* **Entries shown**:
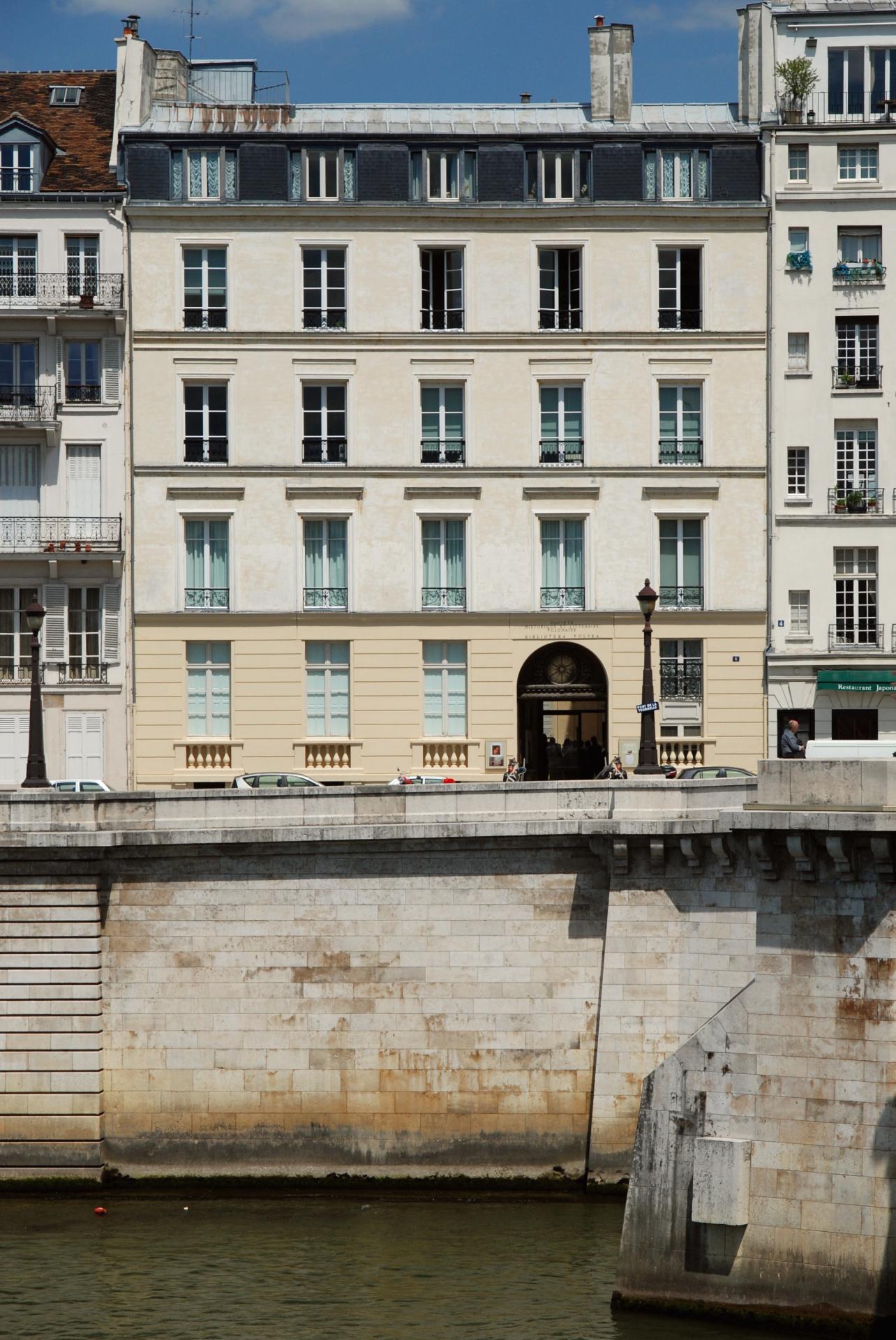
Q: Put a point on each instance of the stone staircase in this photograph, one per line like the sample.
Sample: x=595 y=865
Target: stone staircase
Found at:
x=51 y=1062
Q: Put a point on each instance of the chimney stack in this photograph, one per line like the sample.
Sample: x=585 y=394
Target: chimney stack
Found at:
x=611 y=70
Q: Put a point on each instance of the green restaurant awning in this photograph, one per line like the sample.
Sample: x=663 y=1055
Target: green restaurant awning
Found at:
x=858 y=681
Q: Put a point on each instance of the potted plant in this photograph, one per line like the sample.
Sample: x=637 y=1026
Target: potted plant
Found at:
x=798 y=78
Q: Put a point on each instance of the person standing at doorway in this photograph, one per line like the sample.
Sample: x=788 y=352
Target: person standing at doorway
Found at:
x=791 y=743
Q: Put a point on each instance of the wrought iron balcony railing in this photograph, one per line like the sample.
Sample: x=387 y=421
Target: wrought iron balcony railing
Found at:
x=27 y=403
x=685 y=451
x=563 y=319
x=855 y=634
x=680 y=598
x=326 y=598
x=205 y=318
x=848 y=499
x=438 y=319
x=207 y=598
x=563 y=598
x=562 y=451
x=205 y=451
x=59 y=534
x=324 y=451
x=867 y=272
x=83 y=393
x=314 y=319
x=680 y=319
x=86 y=291
x=680 y=680
x=856 y=377
x=444 y=598
x=448 y=452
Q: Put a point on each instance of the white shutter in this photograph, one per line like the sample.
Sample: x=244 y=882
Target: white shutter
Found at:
x=54 y=602
x=112 y=370
x=84 y=745
x=112 y=622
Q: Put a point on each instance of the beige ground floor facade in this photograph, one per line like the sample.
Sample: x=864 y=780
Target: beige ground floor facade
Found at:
x=352 y=699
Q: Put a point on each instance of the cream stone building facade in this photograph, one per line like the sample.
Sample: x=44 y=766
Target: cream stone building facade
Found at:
x=832 y=168
x=421 y=394
x=64 y=461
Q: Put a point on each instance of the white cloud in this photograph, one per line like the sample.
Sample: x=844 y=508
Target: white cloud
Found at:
x=292 y=20
x=690 y=15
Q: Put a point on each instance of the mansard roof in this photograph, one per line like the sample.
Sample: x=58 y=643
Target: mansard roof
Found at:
x=83 y=133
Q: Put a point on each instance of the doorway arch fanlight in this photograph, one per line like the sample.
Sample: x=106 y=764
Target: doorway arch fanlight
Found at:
x=562 y=712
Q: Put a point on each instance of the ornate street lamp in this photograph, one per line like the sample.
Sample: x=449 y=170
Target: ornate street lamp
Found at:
x=647 y=760
x=36 y=773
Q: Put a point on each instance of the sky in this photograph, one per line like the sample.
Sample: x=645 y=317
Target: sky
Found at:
x=401 y=50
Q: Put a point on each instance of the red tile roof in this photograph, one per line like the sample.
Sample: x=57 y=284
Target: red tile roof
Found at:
x=83 y=133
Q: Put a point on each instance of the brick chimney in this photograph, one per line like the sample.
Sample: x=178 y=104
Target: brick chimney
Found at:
x=611 y=70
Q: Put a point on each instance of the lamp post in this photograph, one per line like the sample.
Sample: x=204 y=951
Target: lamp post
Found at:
x=647 y=760
x=36 y=773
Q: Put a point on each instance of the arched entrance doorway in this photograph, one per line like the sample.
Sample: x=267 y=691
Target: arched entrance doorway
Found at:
x=562 y=697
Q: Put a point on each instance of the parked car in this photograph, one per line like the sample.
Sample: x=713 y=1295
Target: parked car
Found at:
x=712 y=773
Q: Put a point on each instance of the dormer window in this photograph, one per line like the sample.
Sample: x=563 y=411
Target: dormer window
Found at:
x=17 y=168
x=65 y=96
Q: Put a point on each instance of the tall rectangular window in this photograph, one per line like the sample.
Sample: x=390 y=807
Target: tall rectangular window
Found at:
x=680 y=288
x=442 y=425
x=798 y=603
x=82 y=266
x=17 y=168
x=858 y=164
x=680 y=669
x=858 y=352
x=680 y=562
x=83 y=385
x=84 y=626
x=797 y=163
x=326 y=540
x=797 y=470
x=205 y=288
x=17 y=267
x=205 y=424
x=323 y=415
x=563 y=563
x=208 y=689
x=445 y=687
x=680 y=425
x=559 y=288
x=798 y=352
x=441 y=290
x=444 y=585
x=208 y=583
x=856 y=600
x=562 y=441
x=327 y=687
x=323 y=288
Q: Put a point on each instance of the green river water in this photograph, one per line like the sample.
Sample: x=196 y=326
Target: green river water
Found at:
x=227 y=1270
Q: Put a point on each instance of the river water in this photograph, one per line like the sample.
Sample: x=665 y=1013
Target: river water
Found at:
x=287 y=1270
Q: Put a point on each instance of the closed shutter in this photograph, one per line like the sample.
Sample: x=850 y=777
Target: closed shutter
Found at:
x=112 y=622
x=112 y=370
x=54 y=633
x=83 y=482
x=19 y=480
x=14 y=748
x=84 y=745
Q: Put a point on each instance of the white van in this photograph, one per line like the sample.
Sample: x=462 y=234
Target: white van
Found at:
x=851 y=750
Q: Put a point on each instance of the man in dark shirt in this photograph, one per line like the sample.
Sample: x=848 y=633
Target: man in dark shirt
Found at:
x=791 y=745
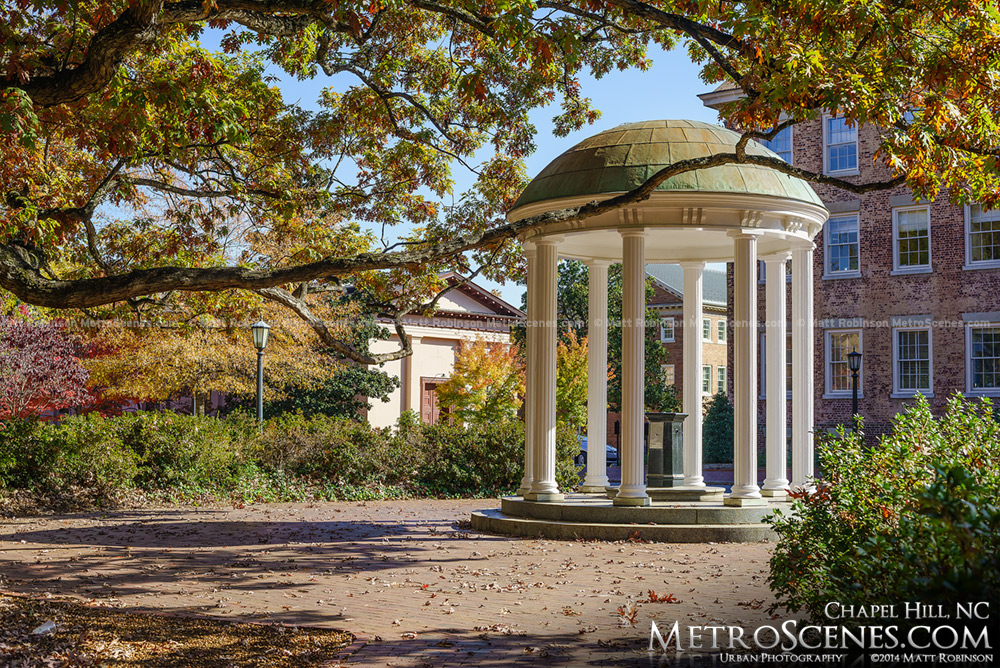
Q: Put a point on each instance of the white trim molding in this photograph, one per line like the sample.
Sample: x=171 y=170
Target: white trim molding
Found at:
x=897 y=268
x=969 y=262
x=663 y=330
x=829 y=274
x=916 y=324
x=971 y=323
x=851 y=171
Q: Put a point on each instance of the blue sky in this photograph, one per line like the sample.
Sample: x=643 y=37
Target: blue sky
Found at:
x=668 y=90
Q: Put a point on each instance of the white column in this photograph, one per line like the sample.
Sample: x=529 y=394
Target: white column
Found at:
x=597 y=378
x=745 y=489
x=803 y=371
x=692 y=350
x=633 y=488
x=543 y=487
x=413 y=390
x=529 y=378
x=776 y=482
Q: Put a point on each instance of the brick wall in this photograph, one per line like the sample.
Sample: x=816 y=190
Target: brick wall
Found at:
x=877 y=295
x=713 y=353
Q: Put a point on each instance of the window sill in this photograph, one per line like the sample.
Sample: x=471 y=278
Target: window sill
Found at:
x=841 y=274
x=994 y=392
x=842 y=395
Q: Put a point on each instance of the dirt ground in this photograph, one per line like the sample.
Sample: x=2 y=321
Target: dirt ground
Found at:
x=408 y=578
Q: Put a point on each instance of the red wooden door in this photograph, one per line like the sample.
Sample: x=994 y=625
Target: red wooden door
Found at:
x=429 y=411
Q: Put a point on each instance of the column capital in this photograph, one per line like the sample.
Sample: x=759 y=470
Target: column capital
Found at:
x=633 y=232
x=692 y=264
x=777 y=256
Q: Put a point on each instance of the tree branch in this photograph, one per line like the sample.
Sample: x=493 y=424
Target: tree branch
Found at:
x=300 y=308
x=20 y=274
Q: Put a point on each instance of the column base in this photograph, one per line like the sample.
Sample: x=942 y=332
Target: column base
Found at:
x=630 y=500
x=544 y=496
x=743 y=502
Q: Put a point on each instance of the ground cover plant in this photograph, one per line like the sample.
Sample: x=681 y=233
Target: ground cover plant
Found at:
x=93 y=460
x=913 y=517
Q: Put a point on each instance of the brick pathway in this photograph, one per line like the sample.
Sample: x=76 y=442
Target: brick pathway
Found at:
x=422 y=590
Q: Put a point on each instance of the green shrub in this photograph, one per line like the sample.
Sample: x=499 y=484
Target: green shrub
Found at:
x=292 y=457
x=474 y=459
x=913 y=518
x=717 y=431
x=567 y=448
x=90 y=454
x=26 y=457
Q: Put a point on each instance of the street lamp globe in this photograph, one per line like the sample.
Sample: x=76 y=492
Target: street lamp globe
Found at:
x=854 y=360
x=260 y=330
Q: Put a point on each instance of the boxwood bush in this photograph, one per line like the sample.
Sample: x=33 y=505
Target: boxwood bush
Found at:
x=99 y=460
x=914 y=517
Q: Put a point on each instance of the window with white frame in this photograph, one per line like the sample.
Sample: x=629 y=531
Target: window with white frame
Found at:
x=666 y=329
x=840 y=142
x=781 y=144
x=911 y=353
x=983 y=365
x=983 y=236
x=843 y=246
x=838 y=374
x=911 y=235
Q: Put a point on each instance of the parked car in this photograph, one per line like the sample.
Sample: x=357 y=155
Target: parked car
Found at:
x=610 y=451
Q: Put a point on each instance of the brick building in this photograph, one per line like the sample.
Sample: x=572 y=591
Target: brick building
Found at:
x=668 y=301
x=912 y=285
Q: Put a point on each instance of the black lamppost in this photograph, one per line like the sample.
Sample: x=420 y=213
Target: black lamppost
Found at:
x=854 y=364
x=260 y=330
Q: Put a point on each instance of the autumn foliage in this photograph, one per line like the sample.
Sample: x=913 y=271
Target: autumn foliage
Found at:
x=39 y=369
x=486 y=384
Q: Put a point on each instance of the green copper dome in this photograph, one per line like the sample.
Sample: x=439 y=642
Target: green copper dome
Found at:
x=622 y=158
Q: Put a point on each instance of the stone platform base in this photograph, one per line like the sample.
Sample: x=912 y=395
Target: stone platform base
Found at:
x=681 y=493
x=594 y=517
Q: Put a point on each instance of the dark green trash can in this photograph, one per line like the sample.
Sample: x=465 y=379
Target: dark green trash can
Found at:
x=665 y=463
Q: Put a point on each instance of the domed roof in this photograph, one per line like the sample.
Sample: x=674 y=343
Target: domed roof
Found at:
x=622 y=158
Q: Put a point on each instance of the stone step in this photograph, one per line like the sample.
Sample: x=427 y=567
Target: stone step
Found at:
x=598 y=510
x=495 y=521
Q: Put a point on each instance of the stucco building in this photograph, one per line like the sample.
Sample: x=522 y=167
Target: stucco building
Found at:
x=466 y=314
x=914 y=286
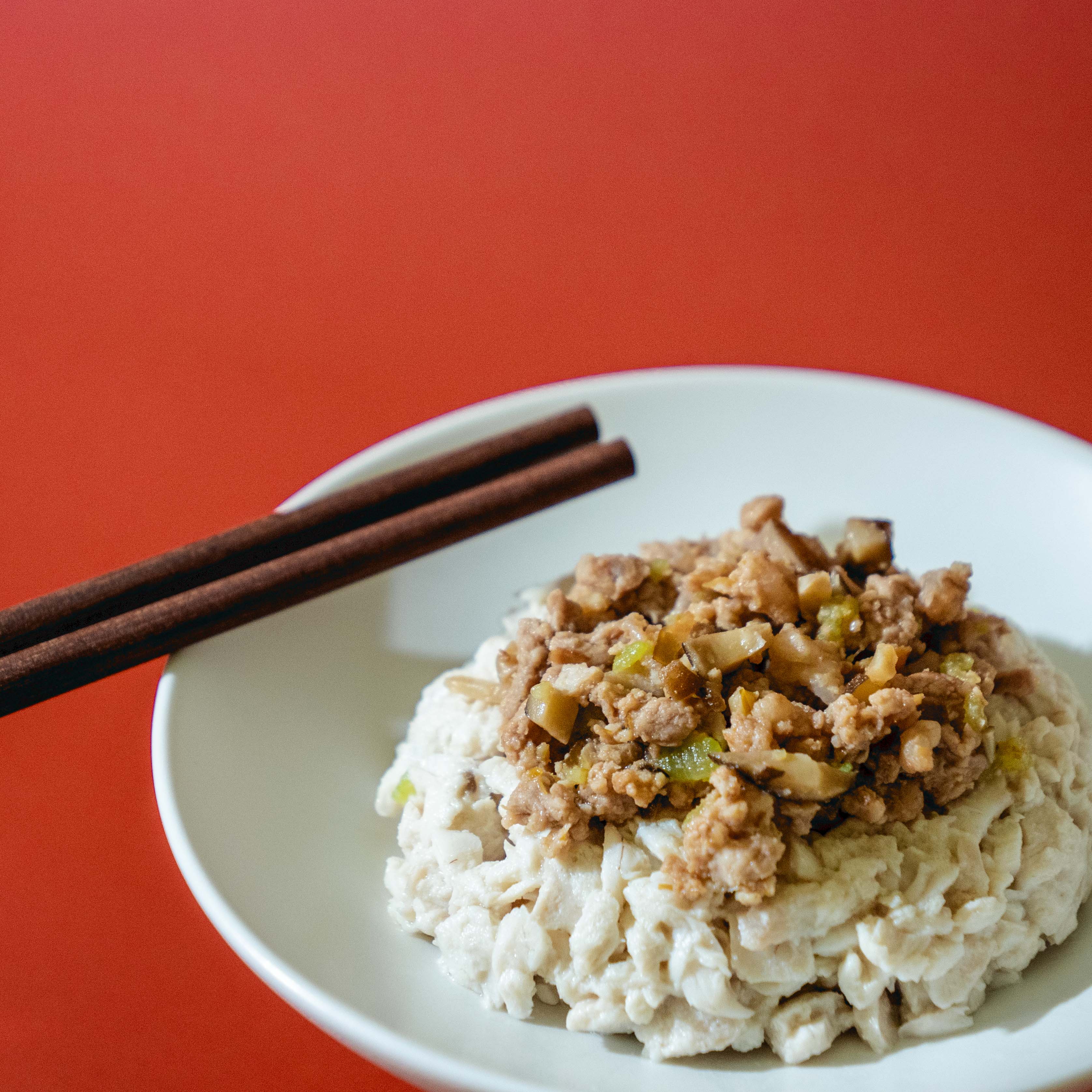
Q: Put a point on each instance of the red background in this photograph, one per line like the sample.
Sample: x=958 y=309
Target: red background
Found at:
x=245 y=238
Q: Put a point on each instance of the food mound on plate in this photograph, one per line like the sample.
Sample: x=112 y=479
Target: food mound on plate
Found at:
x=742 y=790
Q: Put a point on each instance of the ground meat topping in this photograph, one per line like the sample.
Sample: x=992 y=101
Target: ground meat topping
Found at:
x=754 y=684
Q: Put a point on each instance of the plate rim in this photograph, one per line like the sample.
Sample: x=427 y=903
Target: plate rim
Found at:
x=389 y=1049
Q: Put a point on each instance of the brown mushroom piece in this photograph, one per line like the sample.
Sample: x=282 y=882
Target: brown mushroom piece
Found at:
x=790 y=775
x=726 y=651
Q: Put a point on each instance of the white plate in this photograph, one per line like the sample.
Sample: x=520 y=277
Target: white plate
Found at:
x=268 y=742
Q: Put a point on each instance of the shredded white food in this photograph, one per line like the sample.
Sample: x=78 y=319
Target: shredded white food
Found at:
x=894 y=931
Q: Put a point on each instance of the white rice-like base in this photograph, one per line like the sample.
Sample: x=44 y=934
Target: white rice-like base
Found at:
x=943 y=909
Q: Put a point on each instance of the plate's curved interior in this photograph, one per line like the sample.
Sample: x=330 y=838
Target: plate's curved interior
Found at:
x=269 y=741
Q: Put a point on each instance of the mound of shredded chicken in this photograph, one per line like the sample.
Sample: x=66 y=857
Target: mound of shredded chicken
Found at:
x=753 y=685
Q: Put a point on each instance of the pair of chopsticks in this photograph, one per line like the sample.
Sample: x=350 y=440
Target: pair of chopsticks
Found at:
x=103 y=626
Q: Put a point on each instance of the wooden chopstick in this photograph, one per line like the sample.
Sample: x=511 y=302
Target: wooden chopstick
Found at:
x=243 y=548
x=93 y=652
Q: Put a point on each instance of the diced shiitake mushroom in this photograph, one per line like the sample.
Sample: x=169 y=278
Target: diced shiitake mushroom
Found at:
x=670 y=641
x=680 y=682
x=552 y=710
x=791 y=776
x=473 y=688
x=880 y=670
x=869 y=542
x=726 y=651
x=813 y=590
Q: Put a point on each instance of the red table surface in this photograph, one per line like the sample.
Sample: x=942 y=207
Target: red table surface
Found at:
x=243 y=241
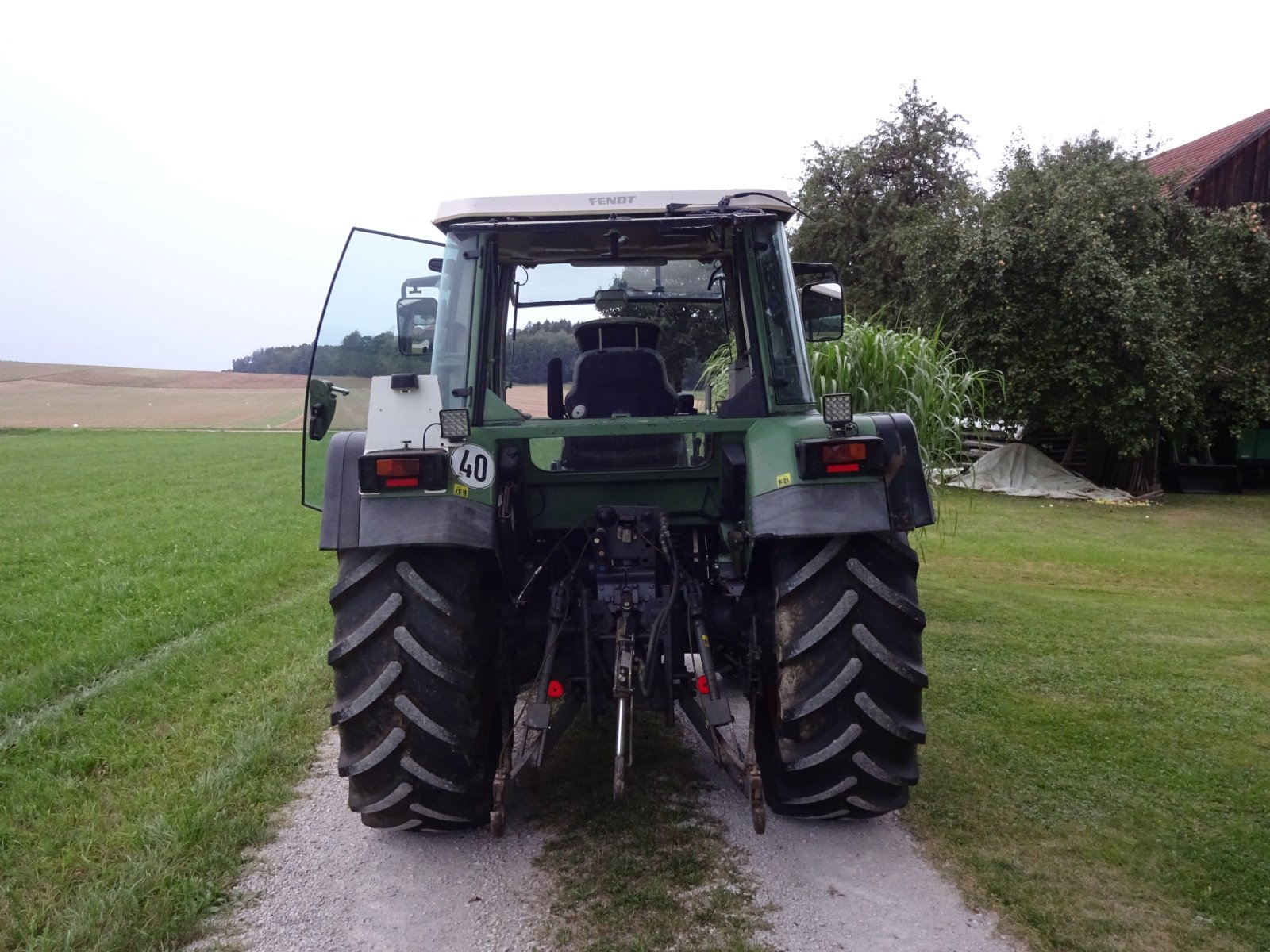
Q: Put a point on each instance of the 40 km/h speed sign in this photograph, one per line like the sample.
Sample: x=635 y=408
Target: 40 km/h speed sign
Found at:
x=473 y=466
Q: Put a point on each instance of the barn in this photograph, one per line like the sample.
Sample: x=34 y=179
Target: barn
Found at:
x=1225 y=168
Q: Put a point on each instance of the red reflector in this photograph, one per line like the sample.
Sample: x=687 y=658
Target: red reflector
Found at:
x=397 y=467
x=837 y=454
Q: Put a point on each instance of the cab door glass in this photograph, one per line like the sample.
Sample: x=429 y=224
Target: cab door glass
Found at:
x=380 y=319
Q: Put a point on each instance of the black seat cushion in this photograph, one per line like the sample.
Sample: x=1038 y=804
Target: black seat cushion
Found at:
x=629 y=381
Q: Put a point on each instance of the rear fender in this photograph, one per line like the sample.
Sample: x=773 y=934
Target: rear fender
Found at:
x=908 y=498
x=353 y=520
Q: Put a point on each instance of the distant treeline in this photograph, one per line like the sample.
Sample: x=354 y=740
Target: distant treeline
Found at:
x=361 y=355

* **Short task**:
Reproduce verbatim the stretch of the listing from the line containing "Q: Put a point on each instance of the white rice-like" through the line containing "x=103 y=626", including both of those lines.

* **Task output**:
Q: Put a point on each instance of the white rice-like base in this photograph, one per line like the sample.
Sample: x=44 y=934
Target: white rice-like base
Found at:
x=943 y=909
Q: Put a point on each instance of the plate's curved interior in this photograph, one per line like the sample.
Sample: x=330 y=838
Target: plate's curved interior
Found at:
x=269 y=741
Q: Put a point on each instance of the mound of shredded chicken in this photograph, one per line like the sample.
Sample: x=66 y=857
Target: mound of shredded chicken
Found at:
x=753 y=685
Q: Put a point on each instance of the pair of chopsticks in this photograph, one per line like the sample.
Sample: x=350 y=440
Target: pair of chopsticks
Found at:
x=103 y=626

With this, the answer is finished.